Given records:
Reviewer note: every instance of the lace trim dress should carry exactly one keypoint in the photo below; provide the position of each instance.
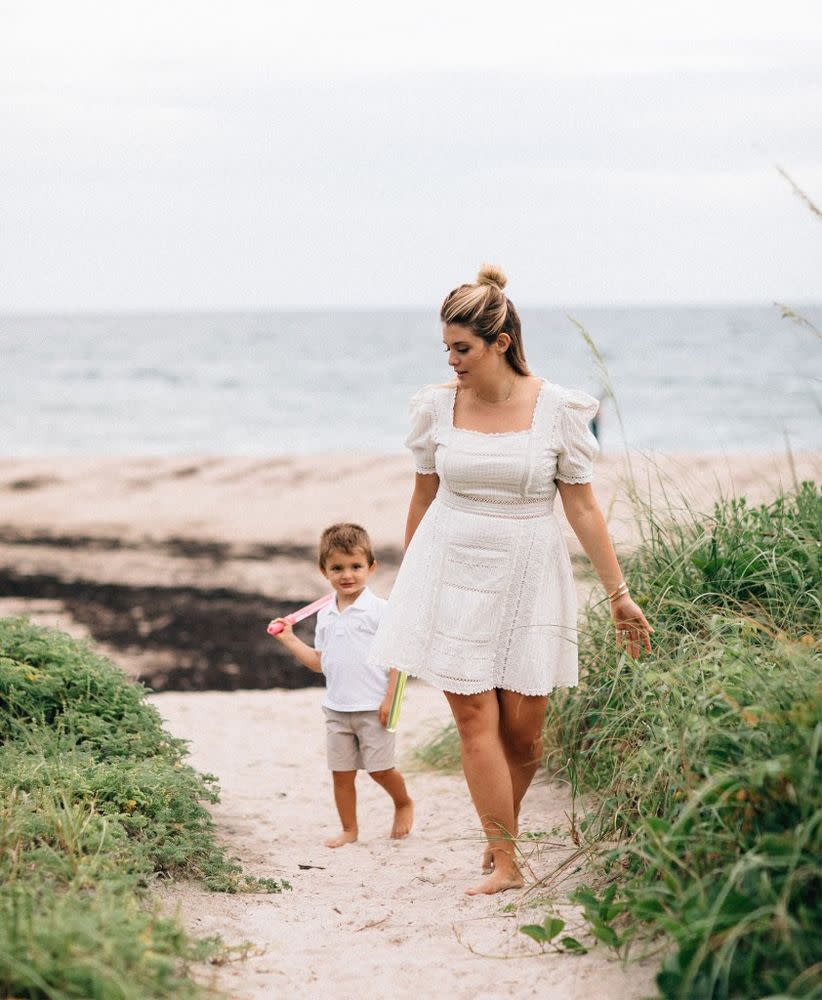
(485, 596)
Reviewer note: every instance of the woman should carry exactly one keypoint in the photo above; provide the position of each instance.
(484, 604)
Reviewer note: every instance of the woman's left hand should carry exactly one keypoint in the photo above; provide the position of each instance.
(633, 630)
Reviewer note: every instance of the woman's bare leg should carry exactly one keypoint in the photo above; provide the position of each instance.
(521, 720)
(489, 781)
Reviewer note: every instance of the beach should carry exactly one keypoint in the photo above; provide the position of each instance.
(377, 919)
(173, 566)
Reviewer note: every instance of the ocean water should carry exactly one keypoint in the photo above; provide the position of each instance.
(685, 379)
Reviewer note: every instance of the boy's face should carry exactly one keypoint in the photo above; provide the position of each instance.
(347, 572)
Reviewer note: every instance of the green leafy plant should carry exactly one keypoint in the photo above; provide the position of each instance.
(96, 801)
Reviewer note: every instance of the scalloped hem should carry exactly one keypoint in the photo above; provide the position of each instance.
(438, 683)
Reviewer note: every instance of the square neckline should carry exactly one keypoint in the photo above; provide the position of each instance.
(527, 430)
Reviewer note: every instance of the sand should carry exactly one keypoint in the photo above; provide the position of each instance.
(379, 918)
(173, 566)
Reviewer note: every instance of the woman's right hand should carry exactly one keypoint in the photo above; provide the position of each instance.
(633, 630)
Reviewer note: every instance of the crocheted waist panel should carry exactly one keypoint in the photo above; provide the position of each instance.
(517, 507)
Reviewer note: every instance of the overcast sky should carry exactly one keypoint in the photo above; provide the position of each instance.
(195, 155)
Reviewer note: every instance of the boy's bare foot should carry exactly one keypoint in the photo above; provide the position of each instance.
(346, 837)
(498, 881)
(403, 821)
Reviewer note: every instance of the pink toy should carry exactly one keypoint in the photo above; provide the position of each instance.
(274, 628)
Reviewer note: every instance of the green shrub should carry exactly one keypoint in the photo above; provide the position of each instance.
(704, 758)
(96, 800)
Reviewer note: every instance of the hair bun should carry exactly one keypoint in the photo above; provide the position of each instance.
(490, 274)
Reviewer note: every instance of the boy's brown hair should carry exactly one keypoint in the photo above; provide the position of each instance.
(346, 538)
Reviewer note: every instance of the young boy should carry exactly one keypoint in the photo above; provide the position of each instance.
(358, 697)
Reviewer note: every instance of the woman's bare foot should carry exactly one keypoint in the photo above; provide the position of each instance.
(504, 875)
(403, 820)
(346, 837)
(498, 881)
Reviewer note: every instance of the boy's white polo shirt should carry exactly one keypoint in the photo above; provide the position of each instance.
(344, 639)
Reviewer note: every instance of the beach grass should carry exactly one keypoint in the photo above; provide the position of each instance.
(698, 770)
(96, 802)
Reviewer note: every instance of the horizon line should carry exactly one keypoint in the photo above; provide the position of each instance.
(86, 311)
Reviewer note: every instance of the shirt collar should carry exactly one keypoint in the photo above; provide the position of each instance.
(364, 602)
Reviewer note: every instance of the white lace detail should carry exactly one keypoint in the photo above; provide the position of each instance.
(485, 597)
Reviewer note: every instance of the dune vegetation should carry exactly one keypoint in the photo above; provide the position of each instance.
(96, 802)
(698, 770)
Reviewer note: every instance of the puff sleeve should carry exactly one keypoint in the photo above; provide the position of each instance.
(575, 443)
(422, 437)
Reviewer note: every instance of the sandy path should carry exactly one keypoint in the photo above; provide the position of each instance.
(378, 919)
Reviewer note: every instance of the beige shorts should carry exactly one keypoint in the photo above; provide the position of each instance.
(358, 741)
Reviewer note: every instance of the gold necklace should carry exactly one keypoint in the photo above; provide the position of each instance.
(497, 402)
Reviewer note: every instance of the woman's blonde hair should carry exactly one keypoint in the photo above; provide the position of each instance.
(485, 310)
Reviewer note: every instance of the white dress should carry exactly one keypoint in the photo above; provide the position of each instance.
(485, 596)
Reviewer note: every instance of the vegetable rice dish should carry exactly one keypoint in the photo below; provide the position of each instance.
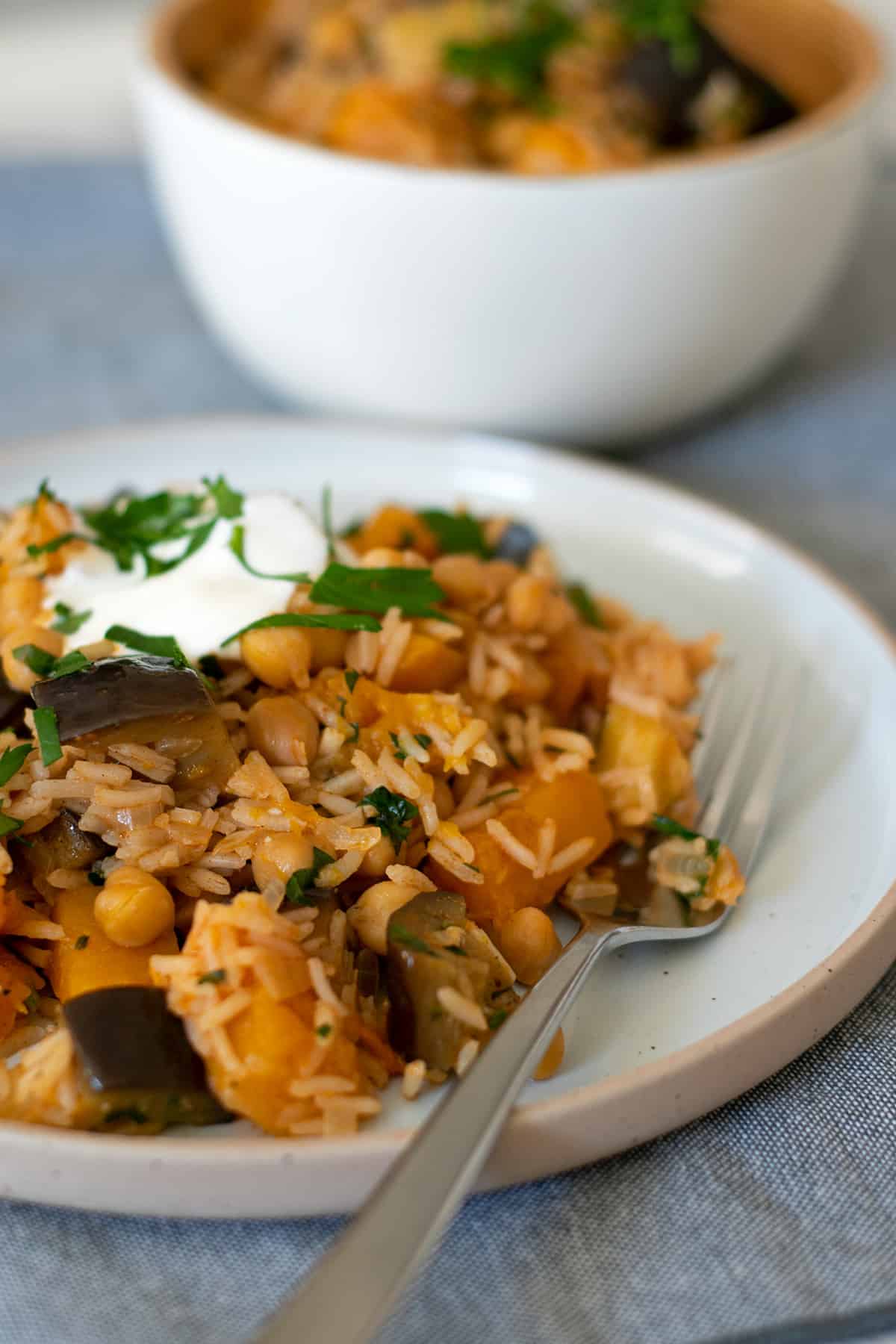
(524, 87)
(284, 809)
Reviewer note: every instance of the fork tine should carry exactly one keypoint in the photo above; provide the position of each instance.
(755, 811)
(709, 756)
(718, 808)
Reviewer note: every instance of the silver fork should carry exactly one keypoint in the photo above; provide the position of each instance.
(348, 1293)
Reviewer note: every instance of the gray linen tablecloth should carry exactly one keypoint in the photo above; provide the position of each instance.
(780, 1206)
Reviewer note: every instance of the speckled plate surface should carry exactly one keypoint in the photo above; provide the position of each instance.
(662, 1035)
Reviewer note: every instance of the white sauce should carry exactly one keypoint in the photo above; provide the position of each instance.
(207, 597)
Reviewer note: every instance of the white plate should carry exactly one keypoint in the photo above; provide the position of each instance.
(660, 1035)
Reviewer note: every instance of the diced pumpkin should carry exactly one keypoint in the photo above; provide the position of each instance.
(274, 1041)
(78, 967)
(576, 665)
(429, 665)
(575, 801)
(396, 530)
(630, 739)
(18, 980)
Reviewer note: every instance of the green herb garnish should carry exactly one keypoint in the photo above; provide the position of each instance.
(516, 62)
(585, 605)
(13, 759)
(304, 878)
(35, 658)
(398, 933)
(457, 534)
(228, 503)
(69, 621)
(413, 591)
(47, 730)
(671, 22)
(311, 621)
(393, 813)
(160, 645)
(237, 546)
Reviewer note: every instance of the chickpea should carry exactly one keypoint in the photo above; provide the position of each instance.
(527, 601)
(378, 859)
(551, 1060)
(284, 730)
(18, 673)
(20, 601)
(277, 655)
(280, 855)
(529, 944)
(370, 915)
(134, 909)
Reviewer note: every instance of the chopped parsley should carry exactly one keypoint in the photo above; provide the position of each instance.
(457, 534)
(305, 878)
(238, 544)
(13, 759)
(585, 605)
(47, 730)
(211, 668)
(213, 977)
(67, 620)
(413, 591)
(161, 645)
(398, 933)
(671, 22)
(393, 813)
(228, 503)
(514, 62)
(311, 621)
(40, 660)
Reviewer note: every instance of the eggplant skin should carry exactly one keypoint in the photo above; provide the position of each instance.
(122, 690)
(668, 92)
(129, 1045)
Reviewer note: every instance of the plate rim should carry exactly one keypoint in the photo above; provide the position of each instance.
(824, 996)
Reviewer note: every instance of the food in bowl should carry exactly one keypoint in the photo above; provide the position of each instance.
(541, 87)
(284, 812)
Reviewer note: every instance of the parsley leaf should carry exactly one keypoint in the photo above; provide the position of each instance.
(585, 605)
(237, 546)
(161, 645)
(457, 534)
(69, 621)
(47, 730)
(13, 759)
(228, 502)
(309, 620)
(413, 591)
(304, 878)
(394, 813)
(514, 62)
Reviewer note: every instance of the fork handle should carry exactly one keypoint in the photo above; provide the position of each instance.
(348, 1293)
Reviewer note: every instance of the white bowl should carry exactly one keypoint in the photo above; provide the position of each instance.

Directions for this task: Convert the stretch of the listing from the line that contains "Reviewer note: every instance of the eggplant" through the line that contains "(129, 1045)" into a JSON list of strings, one string per line, leaving out blank lines.

Exercise solution:
[
  "Reviewer note: every instance of the eggplant skin should carry exactly one keypoint in the photo above; provide the position of each instance.",
  "(122, 690)",
  "(668, 92)",
  "(129, 1045)"
]